[A run of items]
━━━━━━━━━━

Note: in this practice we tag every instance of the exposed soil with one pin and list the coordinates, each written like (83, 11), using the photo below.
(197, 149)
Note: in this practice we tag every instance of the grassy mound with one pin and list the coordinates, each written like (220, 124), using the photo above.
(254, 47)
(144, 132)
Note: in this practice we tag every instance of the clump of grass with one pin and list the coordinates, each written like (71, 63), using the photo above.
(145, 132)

━━━━━━━━━━

● PROBLEM REQUIREMENTS
Could you rewrite all of the items above as a two-column CSV with the headers item_text and answer, one row per item, putting each field in quotes and turning any line breaks into spaces?

● WRITTEN ANSWER
item_text,answer
"Note: in this practice we tag every instance of the exposed soil with one pin and list the coordinates, each written like (83, 11), using the photo below.","(197, 149)"
"Note: in this practice we tag every instance of the grassy mound with one pin and list the coordinates, each written like (220, 124), using the photo above.","(254, 47) (144, 132)"
"Note: in this practice we tag every instance of the clump of grass with one pin and list the coordinates, each written like (71, 63), using the photo above.","(145, 132)"